BEGIN Dataset

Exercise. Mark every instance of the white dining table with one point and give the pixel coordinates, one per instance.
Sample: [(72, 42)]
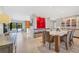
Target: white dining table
[(57, 35)]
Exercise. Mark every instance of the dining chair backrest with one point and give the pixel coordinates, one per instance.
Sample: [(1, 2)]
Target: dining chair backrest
[(46, 35), (69, 35), (72, 34)]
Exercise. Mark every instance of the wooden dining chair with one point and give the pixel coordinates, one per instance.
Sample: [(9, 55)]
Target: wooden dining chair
[(67, 39), (47, 38), (71, 42)]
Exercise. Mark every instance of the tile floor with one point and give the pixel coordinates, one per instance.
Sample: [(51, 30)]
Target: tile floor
[(26, 44)]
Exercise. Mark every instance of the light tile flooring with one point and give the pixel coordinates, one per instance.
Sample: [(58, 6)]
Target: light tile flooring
[(26, 44)]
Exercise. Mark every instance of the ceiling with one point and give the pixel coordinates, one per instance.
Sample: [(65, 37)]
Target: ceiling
[(20, 12)]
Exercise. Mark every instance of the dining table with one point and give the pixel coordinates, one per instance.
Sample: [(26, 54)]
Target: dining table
[(57, 36)]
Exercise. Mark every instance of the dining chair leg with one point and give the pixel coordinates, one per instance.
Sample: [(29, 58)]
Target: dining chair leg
[(66, 46), (49, 46), (44, 42)]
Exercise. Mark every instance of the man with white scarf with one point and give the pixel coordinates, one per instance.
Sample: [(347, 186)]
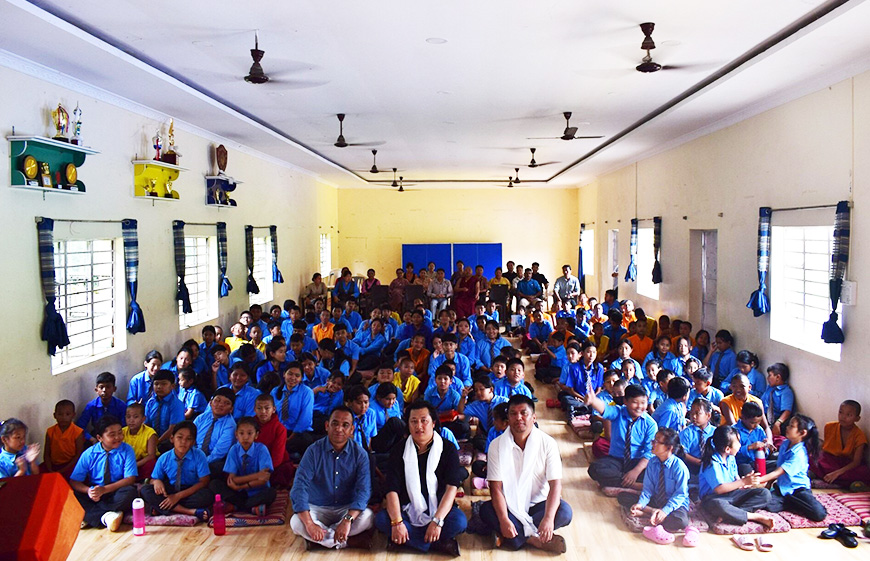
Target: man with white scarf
[(524, 471), (422, 479)]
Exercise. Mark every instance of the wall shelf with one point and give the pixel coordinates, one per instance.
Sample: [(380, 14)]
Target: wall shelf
[(155, 176), (57, 154)]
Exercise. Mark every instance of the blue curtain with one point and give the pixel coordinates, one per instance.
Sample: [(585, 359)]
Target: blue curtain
[(831, 332), (631, 272), (581, 274), (224, 282), (136, 319), (758, 302), (276, 274), (53, 328), (182, 294), (249, 259), (657, 249)]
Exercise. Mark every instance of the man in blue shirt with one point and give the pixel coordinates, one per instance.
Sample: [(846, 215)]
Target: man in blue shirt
[(216, 429), (332, 488), (104, 477)]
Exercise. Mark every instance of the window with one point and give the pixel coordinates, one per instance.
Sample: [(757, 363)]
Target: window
[(799, 298), (645, 261), (325, 255), (588, 245), (90, 299), (201, 278), (262, 270)]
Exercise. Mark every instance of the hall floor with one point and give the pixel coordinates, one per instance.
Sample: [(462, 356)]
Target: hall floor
[(596, 531)]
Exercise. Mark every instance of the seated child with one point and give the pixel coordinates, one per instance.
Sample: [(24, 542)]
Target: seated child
[(326, 398), (842, 459), (17, 458), (632, 433), (246, 394), (64, 442), (792, 489), (672, 412), (105, 475), (273, 435), (724, 495), (179, 482), (105, 404), (163, 409), (215, 430), (778, 400), (580, 370), (514, 380), (142, 439), (481, 409), (248, 469), (694, 437), (140, 390), (747, 364), (665, 495), (193, 400), (702, 380), (752, 437), (447, 402)]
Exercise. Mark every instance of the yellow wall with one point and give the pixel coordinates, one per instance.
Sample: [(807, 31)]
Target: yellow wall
[(532, 224)]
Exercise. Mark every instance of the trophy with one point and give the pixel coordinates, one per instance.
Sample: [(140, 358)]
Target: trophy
[(158, 144), (61, 122), (171, 155), (77, 126)]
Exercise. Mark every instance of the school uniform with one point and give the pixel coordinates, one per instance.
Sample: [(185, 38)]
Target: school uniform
[(792, 489), (215, 436), (140, 390), (693, 439), (179, 474), (100, 467), (630, 442), (666, 487), (192, 398), (160, 414), (95, 410), (731, 507), (671, 414), (241, 462)]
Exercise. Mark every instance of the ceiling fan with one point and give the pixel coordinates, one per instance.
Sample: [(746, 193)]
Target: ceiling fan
[(341, 143), (569, 133)]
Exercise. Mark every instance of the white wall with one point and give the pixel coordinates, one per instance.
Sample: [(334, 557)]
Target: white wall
[(796, 155), (271, 194)]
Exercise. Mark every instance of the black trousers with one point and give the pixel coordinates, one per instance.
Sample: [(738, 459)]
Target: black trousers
[(675, 521)]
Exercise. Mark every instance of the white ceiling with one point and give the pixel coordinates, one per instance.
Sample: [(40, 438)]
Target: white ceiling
[(462, 109)]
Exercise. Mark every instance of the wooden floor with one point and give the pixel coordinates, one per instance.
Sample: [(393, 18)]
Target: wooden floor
[(596, 531)]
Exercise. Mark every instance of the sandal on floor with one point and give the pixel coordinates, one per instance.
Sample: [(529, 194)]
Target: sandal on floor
[(658, 534), (763, 543), (692, 537), (743, 542)]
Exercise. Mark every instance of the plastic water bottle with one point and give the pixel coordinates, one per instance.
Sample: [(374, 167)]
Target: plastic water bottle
[(760, 462), (220, 523), (138, 517)]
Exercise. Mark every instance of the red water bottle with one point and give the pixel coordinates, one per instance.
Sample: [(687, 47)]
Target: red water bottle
[(219, 523), (760, 462)]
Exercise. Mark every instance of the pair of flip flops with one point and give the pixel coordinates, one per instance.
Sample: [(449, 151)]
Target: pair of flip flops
[(840, 533), (762, 543), (658, 534)]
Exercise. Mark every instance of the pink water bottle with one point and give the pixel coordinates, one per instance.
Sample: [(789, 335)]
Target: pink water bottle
[(219, 523), (138, 517), (760, 462)]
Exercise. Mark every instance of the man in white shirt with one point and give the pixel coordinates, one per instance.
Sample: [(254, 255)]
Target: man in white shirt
[(524, 471), (567, 287), (440, 290)]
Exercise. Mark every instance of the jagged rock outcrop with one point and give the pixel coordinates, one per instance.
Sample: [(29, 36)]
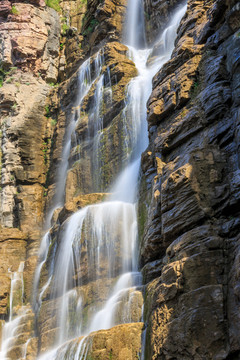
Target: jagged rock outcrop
[(190, 179), (189, 202)]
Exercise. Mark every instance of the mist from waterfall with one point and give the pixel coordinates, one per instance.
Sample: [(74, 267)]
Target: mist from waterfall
[(99, 242)]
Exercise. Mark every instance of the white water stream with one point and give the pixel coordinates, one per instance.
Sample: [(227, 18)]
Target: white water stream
[(101, 238)]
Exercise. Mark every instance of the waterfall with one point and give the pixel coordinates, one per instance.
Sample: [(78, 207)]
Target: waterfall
[(97, 246)]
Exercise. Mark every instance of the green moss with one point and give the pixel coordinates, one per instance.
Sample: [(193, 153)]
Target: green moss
[(54, 4), (91, 27)]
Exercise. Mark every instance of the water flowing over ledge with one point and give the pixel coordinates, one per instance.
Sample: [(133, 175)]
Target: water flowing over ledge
[(99, 242)]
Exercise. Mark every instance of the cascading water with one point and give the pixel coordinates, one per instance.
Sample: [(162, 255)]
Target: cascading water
[(99, 242)]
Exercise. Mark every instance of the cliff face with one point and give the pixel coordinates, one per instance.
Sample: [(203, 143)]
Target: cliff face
[(189, 197), (188, 207)]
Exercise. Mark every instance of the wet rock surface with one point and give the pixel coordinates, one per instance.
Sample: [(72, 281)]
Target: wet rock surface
[(188, 208)]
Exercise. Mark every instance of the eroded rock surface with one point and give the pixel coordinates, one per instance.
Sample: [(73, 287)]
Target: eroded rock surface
[(189, 203)]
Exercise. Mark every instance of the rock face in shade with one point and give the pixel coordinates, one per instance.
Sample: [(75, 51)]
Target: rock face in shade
[(190, 178), (189, 193), (42, 47)]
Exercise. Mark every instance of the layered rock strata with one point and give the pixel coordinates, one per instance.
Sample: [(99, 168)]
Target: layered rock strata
[(189, 197)]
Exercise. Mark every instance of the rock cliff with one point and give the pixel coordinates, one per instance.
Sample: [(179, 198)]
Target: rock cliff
[(189, 196), (188, 208)]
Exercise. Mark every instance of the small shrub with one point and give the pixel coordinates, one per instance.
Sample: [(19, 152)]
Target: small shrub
[(65, 28)]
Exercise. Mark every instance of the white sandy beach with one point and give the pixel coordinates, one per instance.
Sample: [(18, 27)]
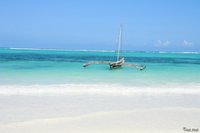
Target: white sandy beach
[(99, 112)]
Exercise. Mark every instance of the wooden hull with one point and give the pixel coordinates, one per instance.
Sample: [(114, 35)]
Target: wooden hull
[(115, 66)]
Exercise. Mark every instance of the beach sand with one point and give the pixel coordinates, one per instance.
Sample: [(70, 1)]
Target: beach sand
[(99, 113)]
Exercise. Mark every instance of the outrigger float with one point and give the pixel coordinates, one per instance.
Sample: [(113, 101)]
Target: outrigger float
[(119, 62)]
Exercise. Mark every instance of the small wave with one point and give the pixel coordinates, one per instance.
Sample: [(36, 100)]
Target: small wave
[(95, 89)]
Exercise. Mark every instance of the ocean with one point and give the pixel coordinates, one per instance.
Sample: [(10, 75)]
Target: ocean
[(54, 85)]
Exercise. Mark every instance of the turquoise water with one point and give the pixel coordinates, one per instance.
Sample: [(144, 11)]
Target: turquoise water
[(46, 67)]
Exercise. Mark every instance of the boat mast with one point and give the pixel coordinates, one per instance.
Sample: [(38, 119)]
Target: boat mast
[(119, 41)]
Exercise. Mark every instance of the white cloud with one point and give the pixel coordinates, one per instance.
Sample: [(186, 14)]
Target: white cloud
[(187, 44), (160, 44)]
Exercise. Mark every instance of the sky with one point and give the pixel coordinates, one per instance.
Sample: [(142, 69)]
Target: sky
[(148, 25)]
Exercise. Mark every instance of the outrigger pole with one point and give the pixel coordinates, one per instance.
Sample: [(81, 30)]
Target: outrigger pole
[(115, 64)]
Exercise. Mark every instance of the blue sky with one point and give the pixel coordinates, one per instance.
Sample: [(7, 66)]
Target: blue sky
[(148, 25)]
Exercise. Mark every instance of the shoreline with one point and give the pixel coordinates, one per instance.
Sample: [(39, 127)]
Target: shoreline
[(99, 113), (112, 89)]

END Dataset

§ About this task
From the data above, return every line from the line that has "Sample: [(185, 38)]" up to and including the line that has "Sample: [(746, 193)]", exactly.

§ Response
Sample: [(185, 38)]
Target: school uniform
[(792, 489), (215, 436), (140, 390), (693, 439), (179, 474), (100, 467), (630, 442), (666, 487), (192, 398), (160, 414), (95, 410), (731, 507), (671, 414), (241, 462)]
Exercise. Mark every instance of the ceiling fan with one point and give the pixel coordinates, one per instance.
Sample: [(746, 193)]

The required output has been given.